▸ Excerpt:
★ ★ ★ ★ ★ ★ ★
In my iPhone application, many lines are drawn. Alas, some of them are neither vertical nor horizontal, meaning that they have jagged edges.
Enabling GL_LINE_SMOOTH seems to have no effect. Multisample antialiasing as described in Apple's documentation works, but I can't imagine that it's impossible to make nicer looking lines. With the antialiasing the line becomes smooth but the color is distorted along sections of the line.
Using OpenGL, how can you draw a line that looks like a line drawn by Quartz-2D, with a smooth border, consistent color, and variable width?
(To be clear, GL_LINE_WIDTH works perfectly, so variable width is not currently an issue.)
This is a common problem in 3D graphics. Most graphics cards are usually more concerned about fill rate and speed than visual quality in their basic geometry rendering. They use the Bresenham algorithm to draw lines and polygons, which does not support anti aliasing.
★ ★ ★ ★ ★ ★ ★
▸ Exercise materials:
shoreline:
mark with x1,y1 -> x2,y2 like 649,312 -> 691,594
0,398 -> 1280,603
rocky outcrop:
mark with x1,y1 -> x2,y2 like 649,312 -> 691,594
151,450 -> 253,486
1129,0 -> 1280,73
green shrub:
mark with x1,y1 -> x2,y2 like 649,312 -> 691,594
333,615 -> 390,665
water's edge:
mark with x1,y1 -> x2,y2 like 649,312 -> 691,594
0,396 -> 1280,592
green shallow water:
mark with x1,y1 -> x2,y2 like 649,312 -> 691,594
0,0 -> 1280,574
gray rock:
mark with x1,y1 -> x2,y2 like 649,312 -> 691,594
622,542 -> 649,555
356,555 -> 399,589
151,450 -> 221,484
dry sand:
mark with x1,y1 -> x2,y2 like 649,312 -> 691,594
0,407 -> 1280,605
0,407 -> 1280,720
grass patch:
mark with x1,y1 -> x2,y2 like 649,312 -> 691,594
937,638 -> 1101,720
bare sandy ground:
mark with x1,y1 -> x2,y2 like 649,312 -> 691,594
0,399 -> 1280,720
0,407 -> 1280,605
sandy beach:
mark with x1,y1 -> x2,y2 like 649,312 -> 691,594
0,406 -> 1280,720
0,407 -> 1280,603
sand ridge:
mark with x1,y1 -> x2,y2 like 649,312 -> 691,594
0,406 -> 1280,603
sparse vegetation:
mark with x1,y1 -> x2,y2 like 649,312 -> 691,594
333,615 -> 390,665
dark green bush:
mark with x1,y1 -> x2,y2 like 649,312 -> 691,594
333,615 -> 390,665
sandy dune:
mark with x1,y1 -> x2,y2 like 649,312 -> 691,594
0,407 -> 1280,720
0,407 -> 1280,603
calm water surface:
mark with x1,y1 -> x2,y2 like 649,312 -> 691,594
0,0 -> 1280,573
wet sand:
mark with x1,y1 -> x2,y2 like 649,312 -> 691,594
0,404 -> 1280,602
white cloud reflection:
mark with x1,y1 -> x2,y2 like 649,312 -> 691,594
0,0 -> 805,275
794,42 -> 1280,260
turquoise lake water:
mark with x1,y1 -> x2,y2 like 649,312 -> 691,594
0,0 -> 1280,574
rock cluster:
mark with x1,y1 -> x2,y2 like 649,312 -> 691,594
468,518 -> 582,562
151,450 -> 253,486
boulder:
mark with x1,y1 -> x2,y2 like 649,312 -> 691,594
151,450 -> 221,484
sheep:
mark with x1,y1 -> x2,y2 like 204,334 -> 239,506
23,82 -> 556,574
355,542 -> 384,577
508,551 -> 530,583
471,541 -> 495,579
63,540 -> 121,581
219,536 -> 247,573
★ ★ ★ ★ ★ ★ ★
▸ Task set:
A) Pull out every line of the rows that contains the string "green", matching case exactly.
B) Carry on the text about smoothing OpenGL lines from the point where it stops.

▸ Answers given:
A)
green shrub:
green shallow water:
dark green bush:

B)
Opting for speed rather than visual quality is actually quite reasonable for a 3D API, since most of the visual detail eventually arises from the use of textures (which are interpolated) rather than from the geometry.
My suggestion would be to activate multi-sampling, or doing FSAA by hand using the accumulation buffer (if that's available under OpenGL ES). Or you could try to draw multiple lines with some transparency jittered around the intended coordinates.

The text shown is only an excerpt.